# What to produce
Bring together every line in the data that includes "jockey".

== Recorded data

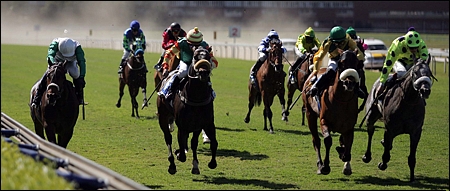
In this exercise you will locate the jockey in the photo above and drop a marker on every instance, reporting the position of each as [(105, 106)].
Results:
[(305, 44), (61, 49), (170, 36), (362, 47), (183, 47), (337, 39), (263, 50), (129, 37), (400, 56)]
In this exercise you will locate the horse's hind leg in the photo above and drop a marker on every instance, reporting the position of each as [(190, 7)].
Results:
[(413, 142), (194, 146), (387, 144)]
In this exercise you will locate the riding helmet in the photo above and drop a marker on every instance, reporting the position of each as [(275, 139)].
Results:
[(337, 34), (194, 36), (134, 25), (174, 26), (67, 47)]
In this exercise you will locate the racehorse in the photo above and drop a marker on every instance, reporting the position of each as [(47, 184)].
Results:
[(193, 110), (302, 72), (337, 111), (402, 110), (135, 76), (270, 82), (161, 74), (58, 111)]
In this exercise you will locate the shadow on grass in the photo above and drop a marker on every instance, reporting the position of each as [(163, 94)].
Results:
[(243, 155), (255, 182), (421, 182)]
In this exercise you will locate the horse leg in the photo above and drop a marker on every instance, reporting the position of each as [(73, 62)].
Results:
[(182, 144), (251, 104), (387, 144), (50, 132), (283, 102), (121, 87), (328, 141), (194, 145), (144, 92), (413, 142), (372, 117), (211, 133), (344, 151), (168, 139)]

====
== Recorded data

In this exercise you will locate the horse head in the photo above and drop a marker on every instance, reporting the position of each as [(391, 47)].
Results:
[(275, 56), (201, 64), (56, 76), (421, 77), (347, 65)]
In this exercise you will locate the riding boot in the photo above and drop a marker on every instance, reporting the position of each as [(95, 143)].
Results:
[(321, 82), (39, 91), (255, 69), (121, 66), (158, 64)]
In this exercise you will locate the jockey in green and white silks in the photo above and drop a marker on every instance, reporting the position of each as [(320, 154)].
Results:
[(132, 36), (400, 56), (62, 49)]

====

# Exercise result
In this exercise you will locate the jockey in the photo above and drop a marker on every instance, reporting the position of each as [(105, 106)].
In this exercise you will locate the jockey in green and white silks in the photo above and drop a marker on every instance, reporting the position of each as [(320, 154)].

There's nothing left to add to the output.